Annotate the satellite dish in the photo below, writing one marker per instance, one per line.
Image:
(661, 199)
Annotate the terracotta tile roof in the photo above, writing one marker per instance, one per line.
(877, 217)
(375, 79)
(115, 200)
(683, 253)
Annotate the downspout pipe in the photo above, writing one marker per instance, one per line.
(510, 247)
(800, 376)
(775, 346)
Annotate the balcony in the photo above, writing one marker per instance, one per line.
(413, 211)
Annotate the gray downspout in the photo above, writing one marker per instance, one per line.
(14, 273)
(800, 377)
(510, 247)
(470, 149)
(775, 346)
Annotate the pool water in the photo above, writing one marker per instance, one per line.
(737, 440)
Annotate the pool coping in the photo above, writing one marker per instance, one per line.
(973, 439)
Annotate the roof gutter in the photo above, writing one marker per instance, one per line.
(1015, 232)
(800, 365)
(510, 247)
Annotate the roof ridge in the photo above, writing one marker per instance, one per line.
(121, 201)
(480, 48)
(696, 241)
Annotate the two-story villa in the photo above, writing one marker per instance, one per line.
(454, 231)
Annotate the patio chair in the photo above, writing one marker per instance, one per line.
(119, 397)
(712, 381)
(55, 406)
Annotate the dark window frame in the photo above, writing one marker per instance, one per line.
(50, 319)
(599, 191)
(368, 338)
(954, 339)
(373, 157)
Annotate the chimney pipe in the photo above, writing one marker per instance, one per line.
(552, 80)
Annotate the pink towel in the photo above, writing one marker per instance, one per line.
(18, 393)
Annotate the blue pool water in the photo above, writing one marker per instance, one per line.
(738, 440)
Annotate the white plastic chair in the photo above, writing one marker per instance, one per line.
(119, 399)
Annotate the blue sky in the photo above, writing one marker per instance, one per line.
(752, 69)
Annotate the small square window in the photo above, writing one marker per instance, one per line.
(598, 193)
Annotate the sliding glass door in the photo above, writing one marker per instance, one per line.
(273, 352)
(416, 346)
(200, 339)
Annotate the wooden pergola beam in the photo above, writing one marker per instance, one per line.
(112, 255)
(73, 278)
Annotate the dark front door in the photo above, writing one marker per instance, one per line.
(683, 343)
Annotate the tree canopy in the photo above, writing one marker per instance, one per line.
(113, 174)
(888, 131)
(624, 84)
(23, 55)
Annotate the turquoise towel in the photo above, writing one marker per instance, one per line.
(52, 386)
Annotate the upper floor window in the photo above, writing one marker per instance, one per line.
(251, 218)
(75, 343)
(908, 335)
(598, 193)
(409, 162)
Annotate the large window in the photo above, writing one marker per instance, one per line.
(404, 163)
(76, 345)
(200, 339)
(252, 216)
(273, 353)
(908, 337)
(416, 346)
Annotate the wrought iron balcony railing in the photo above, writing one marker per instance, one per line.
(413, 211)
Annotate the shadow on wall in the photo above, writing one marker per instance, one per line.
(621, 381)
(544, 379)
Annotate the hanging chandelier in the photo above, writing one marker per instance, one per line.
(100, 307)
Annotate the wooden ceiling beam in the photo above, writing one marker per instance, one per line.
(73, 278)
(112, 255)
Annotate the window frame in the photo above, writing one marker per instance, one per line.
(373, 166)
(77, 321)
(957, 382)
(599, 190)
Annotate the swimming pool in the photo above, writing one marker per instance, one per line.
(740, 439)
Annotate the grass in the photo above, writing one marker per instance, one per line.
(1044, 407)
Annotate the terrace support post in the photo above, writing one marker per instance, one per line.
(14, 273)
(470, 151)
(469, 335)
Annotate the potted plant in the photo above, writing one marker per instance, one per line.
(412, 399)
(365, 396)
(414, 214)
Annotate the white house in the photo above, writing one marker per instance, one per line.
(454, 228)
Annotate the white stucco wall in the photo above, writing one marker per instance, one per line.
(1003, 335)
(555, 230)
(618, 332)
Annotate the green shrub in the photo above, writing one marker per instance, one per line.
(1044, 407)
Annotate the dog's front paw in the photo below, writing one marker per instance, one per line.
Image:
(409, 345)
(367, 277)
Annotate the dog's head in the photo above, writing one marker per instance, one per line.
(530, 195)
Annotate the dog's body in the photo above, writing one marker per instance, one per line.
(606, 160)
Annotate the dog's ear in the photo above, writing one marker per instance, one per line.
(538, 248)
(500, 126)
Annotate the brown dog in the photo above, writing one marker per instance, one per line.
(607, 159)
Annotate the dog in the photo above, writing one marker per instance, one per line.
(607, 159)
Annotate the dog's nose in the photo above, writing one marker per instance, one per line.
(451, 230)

━━━━━━━━━━

Task statement => Would you set down all the lines above, exactly and in full?

Solution =>
Annotate the satellite dish in the photo below, writing one marker per instance, one per line.
Image:
(661, 199)
Annotate the terracotta tile roof in the photo above, writing one marker per instance, one per line.
(877, 217)
(375, 79)
(115, 200)
(683, 253)
Annotate the downspout pipe in the photo above, writing one marker per instance, one per line.
(510, 247)
(800, 376)
(775, 346)
Annotate the balcony in the photo above, writing one marker per instance, one per line.
(413, 211)
Annotate the gray downspout in the photo above, writing one marker per instance, one per line.
(14, 273)
(800, 377)
(510, 247)
(470, 149)
(775, 346)
Annotate the pool water in the photo above, writing one marker per instance, one per line.
(737, 440)
Annotate the pool coping in the photo above, writing one marker per instance, one per line.
(973, 439)
Annotate the roof gutter in the photo above, writing one marker per instance, one per line.
(1015, 232)
(800, 365)
(510, 247)
Annotate the roof ridge in the photo above, writing one marker per instance, one per line.
(121, 201)
(480, 48)
(696, 241)
Annotate the two-story villa in the photo above, writing one marker per instance, one per line.
(454, 231)
Annotate the patio chair in the photo above, writing one marker per instance, one per line.
(119, 397)
(712, 381)
(55, 406)
Annotate the dark window frame in the photo above, writing one marker per instance, one per line.
(50, 319)
(599, 191)
(368, 338)
(954, 339)
(373, 157)
Annotate the chimney pipe in the photo above, writing one marker per instance, one per line.
(552, 80)
Annotate the pink towel in the photo above, writing one marker per instance, one per line.
(18, 393)
Annotate the blue pool water in the photo above, writing one marker per instance, one per line.
(738, 440)
Annotate the white plastic chair in the photo above, writing one marker per instance, one per line.
(119, 399)
Annotate the blue sky in the photo above, writing one marker per instance, one per line.
(752, 69)
Annotate the small square window in the photo above, writing one marker per instance, one per line.
(598, 193)
Annotate the sliding glass door in the photo above, writing one marker per instance, one per line.
(273, 352)
(416, 346)
(200, 339)
Annotate the wooden pergola beam in the photo above, writing one marker per instance, one per line.
(112, 255)
(73, 278)
Annotate the dark front door in the photo above, writing one marker per instance, one per line.
(683, 343)
Annotate the tree canopy in the photo above, writing one marker per instance, one per line.
(113, 174)
(888, 131)
(624, 84)
(23, 55)
Annotate the turquoise towel in the photo above, writing one marker per instance, one per line.
(52, 386)
Annotate the upper floor window in the photo above, writing one marker per instance, one per line.
(251, 218)
(75, 343)
(908, 335)
(598, 193)
(409, 162)
Annotate the large window in the photo above, writing one marker per instance, one per line.
(404, 163)
(76, 345)
(200, 339)
(252, 216)
(273, 353)
(908, 337)
(416, 346)
Annotate the wrought iron balcony railing in the photo above, writing one marker per instance, one per line.
(413, 211)
Annotate the shadow on wall in the photo above, writing one marker per instance, one per line.
(621, 381)
(544, 379)
Annotate the hanging chandelier in the photo above, writing one marker per instance, one per line.
(100, 307)
Annotate the wooden ceiling beam in the photo above, writing one marker per instance, one per line.
(73, 278)
(112, 255)
Annotate the window frame in the photo above, writing one marker per instance, one per line.
(373, 166)
(77, 321)
(957, 382)
(599, 190)
Annotate the swimming pool in the photo above, writing one marker per instance, one per line.
(740, 439)
Annotate the grass in the photo above, writing one marker per instance, one per line.
(1044, 407)
Annotate the terrace support post in the photo above, writing one marker per instance, one per line.
(14, 273)
(470, 151)
(469, 335)
Annotate the potted plant in the photo above, writing one marker per instance, one per line.
(412, 399)
(365, 396)
(414, 214)
Annotate the white house in the photo above, writing one marker per instance, one per line.
(454, 228)
Annotate the white stucco wall in the photo above, writing one marker per instance, one per line.
(1003, 335)
(555, 230)
(618, 332)
Annotate the green shrub in the photo above, writing one marker per instance, one per line.
(1044, 407)
Annotate the dog's front paw in the photo below, writing one marker per instance, one per line.
Image:
(409, 345)
(367, 277)
Annotate the dog's head in the photo above, writing one marker per instance, one per line.
(530, 195)
Annotate the dog's body in the photo above, writing one marker per instance, one per line.
(606, 160)
Annotate the dog's ear in the photo above, writing one marker per instance, one per line.
(538, 248)
(500, 126)
Annotate the brown dog in the photo above, writing one marker per instance, one per line.
(607, 159)
Annotate the dog in the photo above, writing one marker per instance, one per line.
(607, 159)
Annotate the dog's nose in the photo above, writing one marker per instance, one per line.
(451, 230)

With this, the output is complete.